======== Given passage ========
The lovely ladies behind the fabulous new book Previvors: Facing the Breast Cancer Gene and Making Life-Changing Decisions asked me to contribute a guest blog on my thoughts about National Hereditary Breast and Ovarian Cancer Month. The post can be found here (and while you are on the site, peek around and have a look at all the wonderful resources they've collected there -- the links section will be especially useful for women taking their first uncertain steps down the yellow shit road of BRCAdom) but I've also posted it, with permission, below.
Happy National HBOC Week!
Thoughts on National Hereditary Breast and Ovarian Cancer Week by guest blogger, Steph H
Sunday marks the beginning of National Hereditary Breast and Ovarian Cancer Week, seven days devoted to spreading awareness of hereditary cancers and the genetic mutations that cause them. This commemorative week is an important step forward in educating men and women about family history and cancer risk. And we need this week. After all, most people have never heard of BRCA mutations. How do I know that? Well, until two years ago, neither had I.
======== Raw data ========
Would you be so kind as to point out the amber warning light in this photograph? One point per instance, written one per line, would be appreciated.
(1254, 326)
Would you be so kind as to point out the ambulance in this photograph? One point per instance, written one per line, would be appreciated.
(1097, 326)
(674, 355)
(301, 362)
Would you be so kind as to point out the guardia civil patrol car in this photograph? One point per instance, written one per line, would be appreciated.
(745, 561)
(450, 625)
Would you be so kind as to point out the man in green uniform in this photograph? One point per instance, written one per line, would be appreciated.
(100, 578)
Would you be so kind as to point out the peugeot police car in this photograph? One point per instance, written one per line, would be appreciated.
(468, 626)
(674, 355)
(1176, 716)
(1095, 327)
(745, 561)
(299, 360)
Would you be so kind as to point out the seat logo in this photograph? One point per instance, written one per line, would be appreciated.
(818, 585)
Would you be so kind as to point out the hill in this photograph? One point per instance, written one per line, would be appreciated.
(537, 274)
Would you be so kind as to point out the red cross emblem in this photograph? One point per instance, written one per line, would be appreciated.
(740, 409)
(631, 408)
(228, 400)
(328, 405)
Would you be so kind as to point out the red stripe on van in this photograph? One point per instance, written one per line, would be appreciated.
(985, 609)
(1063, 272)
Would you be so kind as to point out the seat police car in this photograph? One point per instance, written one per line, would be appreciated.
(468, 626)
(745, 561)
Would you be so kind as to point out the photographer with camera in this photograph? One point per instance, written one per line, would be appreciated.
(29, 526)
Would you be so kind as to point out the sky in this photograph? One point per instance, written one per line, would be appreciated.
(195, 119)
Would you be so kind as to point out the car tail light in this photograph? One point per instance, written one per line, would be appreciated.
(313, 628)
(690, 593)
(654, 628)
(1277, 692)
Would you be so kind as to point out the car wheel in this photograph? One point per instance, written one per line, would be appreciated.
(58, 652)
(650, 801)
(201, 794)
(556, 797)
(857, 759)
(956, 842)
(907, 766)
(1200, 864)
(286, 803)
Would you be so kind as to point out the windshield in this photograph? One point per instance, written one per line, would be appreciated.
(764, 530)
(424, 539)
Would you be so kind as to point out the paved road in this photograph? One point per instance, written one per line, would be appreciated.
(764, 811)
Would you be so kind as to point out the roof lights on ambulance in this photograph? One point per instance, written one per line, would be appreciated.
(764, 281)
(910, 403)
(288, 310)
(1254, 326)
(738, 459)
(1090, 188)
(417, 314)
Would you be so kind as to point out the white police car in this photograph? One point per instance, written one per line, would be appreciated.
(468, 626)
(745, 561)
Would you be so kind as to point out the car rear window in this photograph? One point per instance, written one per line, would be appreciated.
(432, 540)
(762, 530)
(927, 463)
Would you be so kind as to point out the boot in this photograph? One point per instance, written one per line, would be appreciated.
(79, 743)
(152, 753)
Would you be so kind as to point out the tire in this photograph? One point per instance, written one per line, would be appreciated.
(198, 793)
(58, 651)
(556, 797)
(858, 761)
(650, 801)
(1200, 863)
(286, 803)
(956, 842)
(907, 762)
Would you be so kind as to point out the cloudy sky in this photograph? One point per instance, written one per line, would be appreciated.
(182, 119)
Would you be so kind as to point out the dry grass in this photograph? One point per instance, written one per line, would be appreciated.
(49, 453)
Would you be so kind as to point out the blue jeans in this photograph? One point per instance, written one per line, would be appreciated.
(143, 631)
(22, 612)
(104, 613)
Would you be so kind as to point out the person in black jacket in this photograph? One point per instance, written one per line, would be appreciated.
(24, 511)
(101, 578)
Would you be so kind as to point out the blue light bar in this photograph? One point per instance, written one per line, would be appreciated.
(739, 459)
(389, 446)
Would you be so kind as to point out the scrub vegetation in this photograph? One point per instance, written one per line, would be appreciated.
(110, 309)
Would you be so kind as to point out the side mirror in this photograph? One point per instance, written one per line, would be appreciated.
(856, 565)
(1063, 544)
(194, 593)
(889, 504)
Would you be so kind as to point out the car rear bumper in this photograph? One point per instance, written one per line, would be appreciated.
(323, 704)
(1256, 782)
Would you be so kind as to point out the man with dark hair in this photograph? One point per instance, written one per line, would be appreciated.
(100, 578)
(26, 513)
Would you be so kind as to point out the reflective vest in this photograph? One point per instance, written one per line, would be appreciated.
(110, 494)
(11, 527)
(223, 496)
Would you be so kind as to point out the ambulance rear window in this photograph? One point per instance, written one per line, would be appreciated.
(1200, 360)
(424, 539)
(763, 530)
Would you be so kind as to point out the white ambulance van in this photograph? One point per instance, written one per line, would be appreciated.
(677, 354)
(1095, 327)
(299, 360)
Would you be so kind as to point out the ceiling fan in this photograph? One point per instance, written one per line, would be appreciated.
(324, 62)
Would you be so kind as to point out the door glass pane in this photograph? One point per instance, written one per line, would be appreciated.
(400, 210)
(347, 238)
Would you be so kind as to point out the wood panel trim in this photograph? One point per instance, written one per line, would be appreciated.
========
About this task: Continue the guest post on National Hereditary Breast and Ovarian Cancer Week from its last sentence, in the same first-person voice.

The answer:
Growing up, I never feared breast cancer. That’s because, aside from my grandmother, who battled it twice in her seventies and triumphed both times, breast cancer didn’t seem like something that could happen to me. And my experience with our health care system seemed to confirm this. Whenever I’d go see a new doctor, he or she would dutifully take my family health history (healthy mom, healthy dad, grandmother with postmenopausal breast cancer) and determine that I had nothing out of the ordinary to be concerned about.
But I did have something to be concerned about, something no doctor ever took the time to see (and something, until about two years ago, I knew nothing about, either). Hidden in my seemingly unremarkable family history was inescapable truth: my family – not my immediate relatives but my second cousins and distant aunts – was plagued by cancer. In just three generations, fourteen members of my family have developed some form of cancer, and eight women have developed breast or ovarian cancer. Very few have been lucky enough to remain unaffected.
These cancers are caused by a genetic mutation. And it turned out, despite the fact that he remains healthy to this day, my father was a carrier. That meant I had a fifty percent chance of carrying it as well. And if I did, my risk for breast cancer, as I had been assured by so many doctors, wouldn’t be that of the average woman. Instead, I’d have a lifetime risk of developing breast cancer as high as 87%.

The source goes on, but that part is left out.